### Selected excerpt
Dual Language Education · Leading Improvement · Oracy · Podcasting

Can oracy development be the key to improving Curriculum and Instruction in Dual Language Programs?

Photo by Jason Rosewell on Unsplash

Can oracy development be the key to improving Curriculum and Instruction in Dual Language Programs? I think so. In a classroom, oracy development is an instructional process in which students learn to speak within relevant social and academic contexts. I believe this to be a key variable for consistent curriculum and instruction in dual language classrooms.

Although I never studied in a dual language setting, I consider myself an emerging bilingual.  This is because I grew up speaking and studying in Spanish and later learned English.  Even now after all of these years, I continue to learn and grow in my two languages. I am also both a son of first-generation immigrants and a first generation parent of bilingual kids myself. Both of my kids are dual language students, and I believe that just like it happened to me, their experiences with language can have a huge impact on the person they will become later in their life.   Similarly, for the dual language students I serve as a school administrator, I know this is also the case.  For these reasons, I’m interested in learning more about how to best lead dual language program improvement efforts; in which through my role as an administrator, I can contribute in creating environments in which high levels of learning and bilingualism are valued and expected for each. I argue, that to do this effectively, components of oracy development must be in place, and be visibly valued in bilingual classrooms.

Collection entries
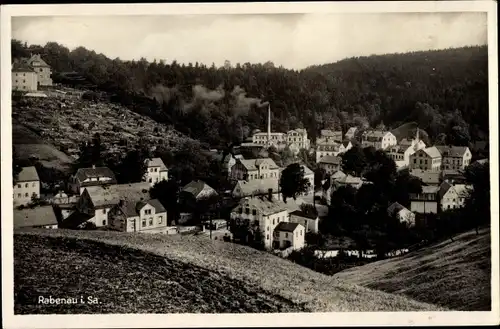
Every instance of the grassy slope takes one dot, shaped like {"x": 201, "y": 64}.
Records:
{"x": 29, "y": 143}
{"x": 308, "y": 290}
{"x": 455, "y": 274}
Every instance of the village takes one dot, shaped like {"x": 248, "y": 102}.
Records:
{"x": 93, "y": 199}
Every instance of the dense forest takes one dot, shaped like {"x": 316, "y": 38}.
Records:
{"x": 445, "y": 92}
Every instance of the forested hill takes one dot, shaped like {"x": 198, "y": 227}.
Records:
{"x": 445, "y": 92}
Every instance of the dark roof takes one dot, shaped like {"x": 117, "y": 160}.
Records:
{"x": 86, "y": 173}
{"x": 287, "y": 227}
{"x": 452, "y": 151}
{"x": 300, "y": 213}
{"x": 28, "y": 174}
{"x": 34, "y": 217}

### Problem set
(A) How does the post on oracy in dual language programs define oracy development in a classroom?
(B) Please carry the post on oracy in dual language programs forward from its final sentence, keeping the writer's first-person voice.
The listing is separate material and has no connection to the post on oracy in dual language programs.

### Answers for this exercise
(A) As an instructional process in which students learn to speak within relevant social and academic contexts.

(B)
As I reflect on my experiences as a student learning a second language, I can say that oracy, or speaking opportunities in and out of the classroom helped me be more confident and successful in my academic and language learning journey.  I grew up in Mexico and attended school there up until 7th grade.  I started 8th grade, completed high school, earned a bachelors and a master’s degree in the United States.  As I think about my experiences in school, I’m not sure if earning a college degree, a master and a doctoral degree is what I was intended to do by learning a second language and experiencing success in school.  Yet, I know deep in my heart that the role models that were put in my life were impactful and influential as I chose to seek high levels of learning. Many of these role models were former teachers, school leaders and current colleagues. All of which had something in common.  They clearly believed in me, and intentionally or not, promoted my language growth by simply “speaking” and allowing me to “speak”.  It wasn’t always easy, but the more I did it, the more I learned, the more I grew and the more motivated I became in chasing my own personal and academic success. To me, thats a clear example of the impact oracy development can have on students.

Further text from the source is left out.